**The request:**
Copy the listing below word for word, leaving out the pictures.
Supplied data start
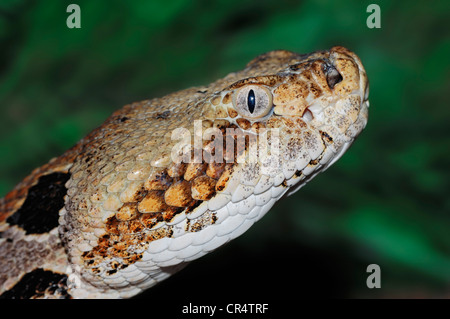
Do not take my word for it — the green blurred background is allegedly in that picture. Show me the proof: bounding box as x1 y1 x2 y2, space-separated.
0 0 450 301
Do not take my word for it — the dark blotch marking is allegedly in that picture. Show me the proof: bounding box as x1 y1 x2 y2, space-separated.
0 268 70 299
6 173 70 234
319 131 333 144
155 111 170 120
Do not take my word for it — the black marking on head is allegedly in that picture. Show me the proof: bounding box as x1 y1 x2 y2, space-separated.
155 111 170 120
0 268 70 299
6 173 70 234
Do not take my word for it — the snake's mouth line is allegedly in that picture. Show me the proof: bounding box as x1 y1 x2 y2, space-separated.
302 106 314 122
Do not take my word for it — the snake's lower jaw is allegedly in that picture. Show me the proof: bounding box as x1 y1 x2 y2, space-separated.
0 47 369 298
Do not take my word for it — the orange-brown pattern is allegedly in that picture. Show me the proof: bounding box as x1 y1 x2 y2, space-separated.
0 47 368 298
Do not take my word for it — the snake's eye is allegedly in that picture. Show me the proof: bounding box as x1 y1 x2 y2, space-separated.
233 85 272 119
324 65 342 89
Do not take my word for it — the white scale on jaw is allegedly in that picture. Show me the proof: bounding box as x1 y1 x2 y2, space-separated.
0 47 369 298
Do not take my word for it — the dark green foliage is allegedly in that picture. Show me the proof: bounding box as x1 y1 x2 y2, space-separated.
0 0 450 297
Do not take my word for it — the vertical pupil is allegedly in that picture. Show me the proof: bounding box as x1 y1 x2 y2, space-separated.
247 90 256 114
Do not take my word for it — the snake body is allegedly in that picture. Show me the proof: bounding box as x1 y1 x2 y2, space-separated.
0 47 369 298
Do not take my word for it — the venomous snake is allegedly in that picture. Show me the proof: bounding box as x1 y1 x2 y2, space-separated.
0 47 369 298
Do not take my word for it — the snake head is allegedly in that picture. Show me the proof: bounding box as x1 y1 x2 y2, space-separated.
204 47 369 193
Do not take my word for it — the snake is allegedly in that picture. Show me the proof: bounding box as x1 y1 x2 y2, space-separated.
0 46 369 299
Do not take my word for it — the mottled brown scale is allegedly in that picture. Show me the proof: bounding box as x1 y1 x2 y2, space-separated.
0 47 367 298
137 191 168 213
164 180 192 207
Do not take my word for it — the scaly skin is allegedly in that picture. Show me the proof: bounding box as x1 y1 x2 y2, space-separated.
0 47 368 298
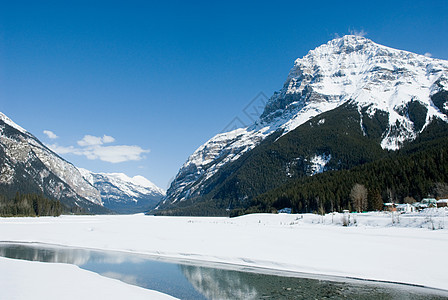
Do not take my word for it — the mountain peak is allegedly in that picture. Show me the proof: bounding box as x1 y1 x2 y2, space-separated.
0 112 28 134
162 35 448 204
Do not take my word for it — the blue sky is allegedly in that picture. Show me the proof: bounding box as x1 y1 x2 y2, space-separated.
0 0 448 188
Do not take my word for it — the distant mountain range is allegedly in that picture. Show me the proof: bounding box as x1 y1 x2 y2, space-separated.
154 35 448 215
0 113 164 213
79 168 165 214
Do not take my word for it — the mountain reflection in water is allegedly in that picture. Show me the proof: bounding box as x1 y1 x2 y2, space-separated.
0 242 448 300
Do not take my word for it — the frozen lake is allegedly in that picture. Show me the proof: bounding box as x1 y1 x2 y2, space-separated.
0 243 448 299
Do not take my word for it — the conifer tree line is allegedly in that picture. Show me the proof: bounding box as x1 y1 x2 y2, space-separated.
243 134 448 215
0 193 66 217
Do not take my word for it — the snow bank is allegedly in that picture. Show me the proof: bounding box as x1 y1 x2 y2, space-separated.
0 210 448 290
0 257 175 300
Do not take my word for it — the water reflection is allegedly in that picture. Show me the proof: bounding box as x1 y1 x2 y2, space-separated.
180 265 260 300
180 265 448 300
0 243 448 300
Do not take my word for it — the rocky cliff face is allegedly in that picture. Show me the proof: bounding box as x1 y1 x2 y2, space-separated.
0 113 107 212
160 36 448 208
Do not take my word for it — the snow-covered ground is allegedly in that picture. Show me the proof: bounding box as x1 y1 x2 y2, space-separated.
0 209 448 296
0 257 175 300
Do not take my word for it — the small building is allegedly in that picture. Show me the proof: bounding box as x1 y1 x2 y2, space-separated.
396 203 415 213
436 199 448 207
278 207 292 214
383 203 397 211
420 198 437 207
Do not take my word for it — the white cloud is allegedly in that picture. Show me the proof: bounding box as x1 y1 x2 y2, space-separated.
83 145 149 163
78 134 115 147
44 130 58 140
48 135 149 163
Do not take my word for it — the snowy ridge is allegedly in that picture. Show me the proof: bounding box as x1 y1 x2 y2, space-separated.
78 168 165 213
162 35 448 204
0 113 102 205
0 112 28 134
78 168 165 201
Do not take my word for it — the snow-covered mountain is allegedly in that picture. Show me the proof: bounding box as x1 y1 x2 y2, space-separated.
78 168 165 213
0 113 107 212
160 35 448 207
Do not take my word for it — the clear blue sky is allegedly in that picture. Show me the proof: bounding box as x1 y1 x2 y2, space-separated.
0 0 448 188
Supplied data end
**Solution to the problem:**
Do not take my word for it — the green blurred background is allegedly in that picture. Show me the proof: bounding box as x1 y1 x2 y2, space-separated.
0 0 450 301
Do not take my word for it — the dark blotch marking is allegedly in that picture. Show me the proof: bounding box as x1 y1 x2 y2, space-separated.
0 268 70 299
6 173 70 234
319 131 333 144
155 111 170 120
Do not take my word for it — the black marking on head is allegedly in that picture. Show me the proof: bounding box as x1 y1 x2 y2, space-separated.
155 111 170 120
0 268 70 299
6 173 70 234
Do not take my word for it — the snake's mouth line is allegedly in that picture. Show me the proof: bounding box as x1 y1 x2 y2, space-separated.
302 106 314 122
Do not take my word for it — the snake's lower jaw is allegedly in that picture. Show me the proof: bounding box as x1 y1 x2 y2, space-separated.
0 47 369 298
Do not take my word for it — the orange-brown pattern is allegedly in that picture. Show me the proof: bounding box as x1 y1 x2 y2, space-separated.
0 47 368 298
Do not take my word for it — the snake's eye is allegedly in that picture. Show me the proof: bounding box as x1 y1 x2 y2, space-separated.
233 85 272 119
324 65 342 89
Do not take my word for it — the white scale on jaw is allegedly in that picture. Show me the proof: bounding box as x1 y1 x2 y2, space-separated.
0 47 369 298
Do not take my word for it — the dark green foliage is allegedly in that picture. Show me the proof: bounding box as x1 y1 x2 y2, space-separated.
0 0 450 297
Do not take my word for it — the vertical pupil is allegedly in that picture. Show me the proof: bounding box as x1 y1 x2 y2, space-separated.
247 90 256 114
Do not take my word for it — the snake body is allegedly in that picture. Show me the proof: bounding box as x1 y1 x2 y2, space-separated.
0 47 369 298
Do not take my word for it — the venomous snake is allegedly in that picture. Show me the proof: bounding box as x1 y1 x2 y2, space-separated.
0 47 369 298
Do not take my word for it — the snake head is allegedly in that picture. Show me the proof: bounding box as x1 y1 x2 y2, space-separated.
204 47 369 193
Do not take my word for it — the snake is allegedly in that picture. Show me the proof: bounding box as x1 y1 x2 y2, space-separated.
0 46 369 299
Do not take my word for it — the mottled brown scale is allegedly in that picture. Show me the proof: bounding box as x1 y1 x2 y2, space-separated.
0 47 367 298
137 191 168 213
164 180 192 207
Do not take my word for it — the scaly skin is allegedly in that picture. Show me the proof: bounding box as x1 y1 x2 y2, space-separated.
0 47 368 298
Do not take my word for it — the mountain peak is allegedly in that picture. Show me the proof: bounding box as x1 y1 x2 y2, space-separated.
0 112 28 134
162 35 448 204
Do not take my word for it — the blue sky is allegedly in that picture. Show me the proof: bounding box as x1 y1 x2 y2, space-separated.
0 0 448 188
Do not take my word for it — the distant mountain range is allegedly in that picture. Show me the proof: bounding box as x1 y1 x2 y2, space-separated.
154 35 448 215
0 113 164 213
79 168 165 214
Do not take my word for it — the mountain reflection in water is allegedly in that picture. Show me the proof: bounding box as x1 y1 x2 y2, space-separated.
0 242 448 300
Do not take my word for it — the frozen lake is allegedly in that picture. Show me the proof: bounding box as x1 y1 x2 y2, space-separated.
0 243 448 299
Do not take my word for it — the conifer tree line is allegedly in that picture. Show me the proof: bounding box as x1 y1 x2 y2, space-separated.
243 134 448 215
0 193 66 217
Do not take my word for it — the snow bank is allegedly in that picture. Show me the proof: bounding box as x1 y1 x2 y2, space-separated.
0 210 448 290
0 257 175 300
Do not take my word for it — the water reflection is allegedly in that picture. Show me the proof: bounding box as x1 y1 x2 y2, space-separated.
180 265 260 300
180 265 448 300
0 243 448 300
Do not take my word for it — the rocky cliff face is allegedly in that picture. Show me the proof: bounding box as x1 y1 x2 y2, space-separated.
0 113 107 212
160 36 448 208
Do not take my word for it — the snow-covered ground is allegedly in that picture. Show me the proof: bounding box as x1 y1 x2 y2, space-separated.
0 209 448 296
0 257 175 300
Do not take my word for it — the small building is allegedly in that picture. Show me the proof: bounding box as x1 y1 x2 y2, space-separated.
396 203 415 213
436 199 448 207
278 207 292 214
383 203 397 211
420 198 437 207
Do not take my word for it — the white cloud is allegedly in that picture. Show me the proof: bounding box as x1 y1 x2 y2, space-separated.
83 145 149 163
78 134 115 147
44 130 58 140
48 135 149 163
Do not take my word for it — the snowy ridge is allegedly in that picture. Show me the proof: bounding box as x1 y1 x2 y2, space-separated.
78 168 165 213
162 35 448 204
0 113 102 205
0 112 28 134
78 168 165 201
Do not take my word for it — the snow-covered mountain is allegedly in that picture. Show me the proof: bounding box as x1 y1 x2 y2, space-separated.
78 168 165 213
0 113 107 212
160 35 448 207
Do not take my word for it — the clear blue sky is allegedly in that picture. Show me the proof: bounding box as x1 y1 x2 y2, space-separated.
0 0 448 188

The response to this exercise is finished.